* _Short exercise_
Copy the records below, swapping every "pixel coordinates" for "x and y values" and leaving everything else untouched.

* _Input material_
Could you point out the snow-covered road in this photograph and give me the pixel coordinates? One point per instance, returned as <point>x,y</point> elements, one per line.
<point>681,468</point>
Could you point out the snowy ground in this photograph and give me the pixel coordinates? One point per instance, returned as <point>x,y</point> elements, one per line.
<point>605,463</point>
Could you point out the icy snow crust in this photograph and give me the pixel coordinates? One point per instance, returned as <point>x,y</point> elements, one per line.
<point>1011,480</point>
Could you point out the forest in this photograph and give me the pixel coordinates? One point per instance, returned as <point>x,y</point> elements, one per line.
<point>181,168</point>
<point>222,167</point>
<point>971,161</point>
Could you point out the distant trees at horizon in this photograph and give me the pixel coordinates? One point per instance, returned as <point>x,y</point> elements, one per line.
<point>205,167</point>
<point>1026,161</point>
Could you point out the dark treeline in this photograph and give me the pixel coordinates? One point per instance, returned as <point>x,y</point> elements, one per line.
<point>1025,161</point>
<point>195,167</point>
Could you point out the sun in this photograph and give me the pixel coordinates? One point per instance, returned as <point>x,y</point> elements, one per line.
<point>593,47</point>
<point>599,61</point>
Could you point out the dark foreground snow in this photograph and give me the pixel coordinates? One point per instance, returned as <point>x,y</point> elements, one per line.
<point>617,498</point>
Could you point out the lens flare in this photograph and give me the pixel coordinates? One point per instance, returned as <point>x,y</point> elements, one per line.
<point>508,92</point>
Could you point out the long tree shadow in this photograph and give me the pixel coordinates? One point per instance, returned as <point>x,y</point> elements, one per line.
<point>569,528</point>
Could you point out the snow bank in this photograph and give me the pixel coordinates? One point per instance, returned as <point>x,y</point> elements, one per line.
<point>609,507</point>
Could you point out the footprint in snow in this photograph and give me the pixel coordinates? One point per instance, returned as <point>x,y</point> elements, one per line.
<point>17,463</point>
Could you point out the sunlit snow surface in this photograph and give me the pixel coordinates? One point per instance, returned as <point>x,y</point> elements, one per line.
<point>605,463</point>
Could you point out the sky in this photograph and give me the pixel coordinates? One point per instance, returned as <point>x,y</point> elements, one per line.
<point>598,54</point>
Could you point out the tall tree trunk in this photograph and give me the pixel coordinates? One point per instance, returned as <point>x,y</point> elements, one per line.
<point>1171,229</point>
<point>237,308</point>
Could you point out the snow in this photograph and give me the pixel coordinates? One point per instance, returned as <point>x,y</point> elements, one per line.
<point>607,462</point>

* _Exercise solution_
Could you point out the snow-covered road in this photograph and give me the x and y values? One point per instance, returned as <point>x,y</point> elements, one per line.
<point>681,468</point>
Could you point out the snowy ground in this photograph and give me the x and y values? One point per instance, returned as <point>x,y</point> elements, one per line.
<point>605,463</point>
Could you point out the icy snow crust in this photograph and give me the x and y values? One point per instance, returned as <point>x,y</point> elements, one per line.
<point>1011,480</point>
Could you point out the forest in this photograph and give me the x and y values? One point per instance, returned as <point>x,y</point> elements, one per line.
<point>181,168</point>
<point>222,167</point>
<point>971,161</point>
Could you point out the distant trees at horizon in this photograph and give me the x and y values? One point per instance, returned as <point>x,y</point> elements, one per line.
<point>205,167</point>
<point>1026,161</point>
Could you point out the dark treeline in this photograph and give me the x and y values? One point per instance, returned as <point>x,y</point> elements, one per line.
<point>1025,161</point>
<point>195,167</point>
Could you point out the sun in this photograph and give me the x and y values? One point per instance, returned as <point>x,y</point> elements, one per line.
<point>593,47</point>
<point>599,61</point>
Could you point out the dark foreground snow in this photograph and give me the x and y values? One point per instance, returned as <point>x,y</point> elements, one per line.
<point>617,498</point>
Could you point out the lens flare in this photograph and give me the x and y values? One point per instance, returned as <point>x,y</point> elements, one per line.
<point>508,92</point>
Could you point out the long tree shadow in this photograph and give me the x and y values? One point per instance, returned as <point>x,y</point> elements, one per line.
<point>569,528</point>
Could you point out the snow bank in this photograph and give me the x and y values? One point per instance, returned as <point>x,y</point> elements, one per line.
<point>609,507</point>
Could you point out the footprint in snow in this photograph and give me the x and y values? One point per instance, returned as <point>x,y</point> elements, one per line.
<point>17,463</point>
Could you point out the sunlit snow surface in this photograph and give me the x and y values? One point per instance, returned as <point>x,y</point> elements, one per line.
<point>605,463</point>
Could you point out the sky in this photograph and give me the x and y values? One point per instance, returned as <point>x,y</point> elements, one per line.
<point>598,54</point>
Could you point out the tall tree trunk in this photograph and give me the x and y values? One point per instance, returned as <point>x,y</point> elements, one per line.
<point>1171,229</point>
<point>237,308</point>
Could you point out the snow in this photograph and give me the x and y values? One point per instance, returned as <point>x,y</point> elements, one per line.
<point>607,462</point>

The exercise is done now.